Dalam kutipan resensi "To Ado Re!" di bawah, apa yang dipakai Aminah sebagai benang untuk menjahit bendera merah putih?

Kutipan Tersedia —
+--
ItineraryPilihan Editor

Resensi: To Ado Re!

Nenek Na, panggilan akrab Aminah Sabtu, tentu saja pernah muda. Tapi, tak seperti saya yang menghabiskan masa remaja dengan menikmati produk-produk budaya pop, Nenek Na melewatkan masa-masa kejayaannya dengan mendambakan Nusantara yang merdeka.

Karena itu ia tak ragu-ragu ketika Abdullah, sepupunya, memintanya untuk menjahit bendera merah putih. Tahun 1946 ketika itu. Dullah muda dan kawan-kawannya, yang baru saja dapat berita bahwa Indonesia telah merdeka, ingin mengibarkan bendera di Desa Mareku, Tidore.

Aminah tak menunggu lama. Dikumpulkannya segala sumber daya yang tersedia. Malang, ia tak punya benang untuk menjahit Merah Putih. Tapi akalnya panjang. Ditumbuk-tumbuknya daun nanas sampai seratnya keluar. Serat-serat daun nanas itulah yang kemudian dijadikan benang untuk menggabungkan kain merah dan putih.

to ado re

Halaman judul “To Ado Re!”
+--
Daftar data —
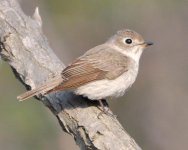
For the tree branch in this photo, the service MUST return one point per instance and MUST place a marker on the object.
(26, 49)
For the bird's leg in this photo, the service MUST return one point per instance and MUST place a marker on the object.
(105, 110)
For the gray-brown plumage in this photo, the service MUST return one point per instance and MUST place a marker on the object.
(100, 70)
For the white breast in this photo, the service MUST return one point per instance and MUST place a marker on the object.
(108, 88)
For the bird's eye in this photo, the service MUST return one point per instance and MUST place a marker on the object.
(128, 41)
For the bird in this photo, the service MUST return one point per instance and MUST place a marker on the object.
(105, 71)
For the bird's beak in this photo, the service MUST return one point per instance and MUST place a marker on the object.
(146, 44)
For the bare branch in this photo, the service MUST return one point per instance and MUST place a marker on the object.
(26, 49)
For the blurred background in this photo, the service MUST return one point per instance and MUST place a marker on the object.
(154, 111)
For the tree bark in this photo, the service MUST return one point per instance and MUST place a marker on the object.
(24, 46)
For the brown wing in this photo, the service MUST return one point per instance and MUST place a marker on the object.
(101, 62)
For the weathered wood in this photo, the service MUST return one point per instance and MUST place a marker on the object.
(24, 46)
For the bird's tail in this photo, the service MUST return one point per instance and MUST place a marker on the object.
(41, 89)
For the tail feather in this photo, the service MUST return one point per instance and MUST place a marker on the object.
(41, 89)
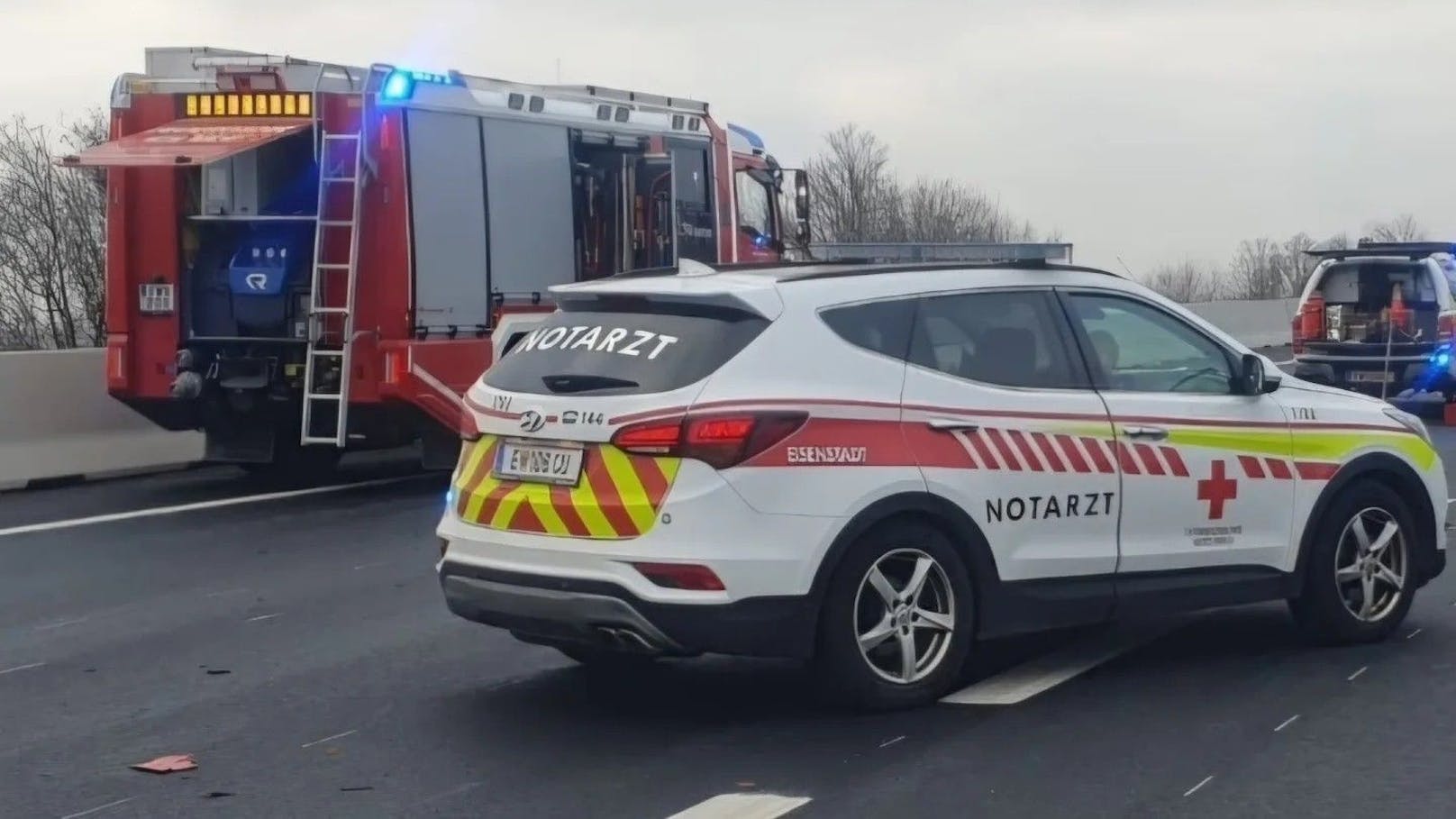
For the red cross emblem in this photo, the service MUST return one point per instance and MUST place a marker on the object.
+--
Hasil —
Serat daun nanas yang ditumbuk-tumbuk sampai seratnya keluar.